» Text section
Skip to content

Serial and OMP optimization of EwaldRef #2176

New issue

Have a question about this project? Sign up for a free GitHub account to open an issue and contact its maintainers and the community.

By clicking “Sign up for GitHub”, you agree to our terms of service and privacy statement. We’ll occasionally send you account related emails.

Already on GitHub? Sign in to your account

Merged
merged 12 commits into from
Jan 2, 2020

Conversation

jtkrogel
Copy link
Contributor

I took a stab at optimizing the performance of EwaldRef by focusing on serial optimization prior to adding threading.

As noted in #2169, the k-space part dominated the computational load in the original implementation. By considering the asymptotic decay of the error function (erfc(x)->exp(-x^2)/x), you can write down a condition that balances the asymptotic decay of the real and k-space parts (same exponent). This balancing condition leads to kappa=1.

Balancing the exponents results in the following speedup for the 32 atom NiO cell (run in serial on laptop):

Exponents Time
Original 81.1845 s
Balanced 0.3007 s

For the 128 atom cell, EwaldRef now takes about 8 seconds on a single core:

Size Time
32 0.3007 s
64 1.4828 s
128 7.4832 s

I next added OMP threading by first flattening the triangular charge and pair distance data into serial arrays (temporary N^2 memory cost) and then performing a single OMP reduction over the serialized, data parallel flat loop.

For the 128 atom problem, this resulted in the following times for each level of threading (note: there are 12 cores on the laptop):

Threads Time
1 7.6578 s
2 3.8986 s
4 2.1098 s
8 1.5173 s
16 1.2456 s

A few final adjustments are needed following discussion prior to merge.

@qmc-robot
Copy link

Can one of the admins verify this patch?

@prckent
Copy link
Contributor

prckent commented Dec 30, 2019

Terrific speedup.

@jtkrogel, @ye-luo Given #2172 what do you suggest? Can the optimized kappa choice be added to Ye's recently merged code? Or is the code in this PR preferred?

@jtkrogel
Copy link
Contributor Author

It could, though as a reference implementation the comparative simplicity of the code in this PR is an advantage and probably a 2 second cost is good enough.

Also, the prior threading optimizations targeted the k-space part which should now be roughly balanced with the real-space portion.

@markdewing
Copy link
Contributor

okay to test

@prckent
Copy link
Contributor

prckent commented Dec 30, 2019

My 2 cents: the speed of the improved method and code in this PR is certainly good enough and the simplicity is extremely appealing. Probably MPI is no longer needed even for our unthreaded tests since the code is fast enough.

Thanks also for adding the timer.

@ye-luo
Copy link
Contributor

ye-luo commented Dec 31, 2019

I followed @jtkrogel 's direction and found the balance between R and K parts by making the exp() and erfc() balance at the same large enough index shell (ix, iy, iz).
For the MadelungSum Eq 7, the optimal choice is sqrt(pi)/Radius
For the EwaldSum Eq 6, the optimal choice is Radius/sqrt(2 pi).

» Required action 1
In the EwaldRef optimization thread, what value of kappa does the balancing condition lead to?
» Required action 2
Reproduce the EwaldRef optimization thread word for word from "ye-luo commented Dec" up to and including "(ix, iy, iz).".

» Listed records
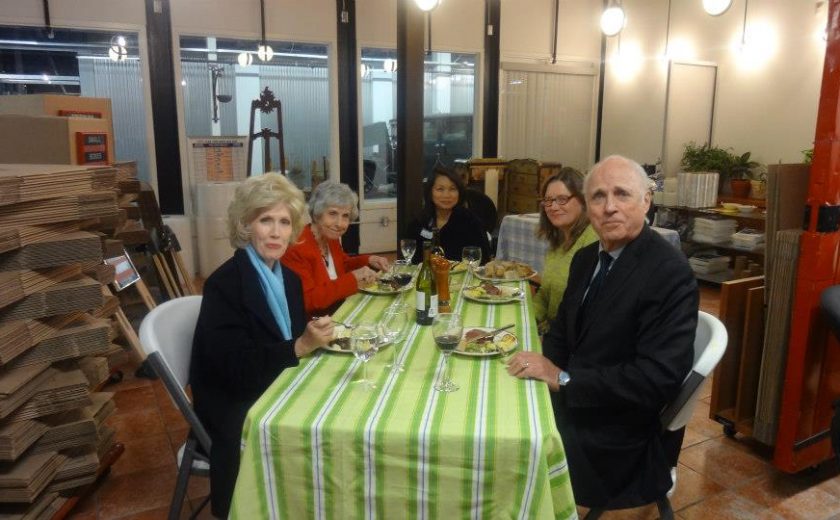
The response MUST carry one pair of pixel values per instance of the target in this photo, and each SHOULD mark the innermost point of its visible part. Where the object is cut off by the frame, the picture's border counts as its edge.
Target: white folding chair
(166, 335)
(709, 345)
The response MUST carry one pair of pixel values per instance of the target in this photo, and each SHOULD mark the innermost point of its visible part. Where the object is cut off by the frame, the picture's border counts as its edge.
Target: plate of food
(489, 293)
(501, 343)
(341, 341)
(457, 267)
(387, 284)
(505, 270)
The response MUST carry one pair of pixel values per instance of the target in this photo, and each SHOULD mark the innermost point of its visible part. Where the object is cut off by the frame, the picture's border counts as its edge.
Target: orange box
(58, 105)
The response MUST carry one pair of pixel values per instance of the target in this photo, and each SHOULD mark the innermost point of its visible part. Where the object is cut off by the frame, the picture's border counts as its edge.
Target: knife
(490, 334)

» Your solution 1
kappa=1

» Your solution 2
ye-luo commented Dec 31, 2019

I followed @jtkrogel 's direction and found the balance between R and K parts by making the exp() and erfc() balance at the same large enough index shell (ix, iy, iz).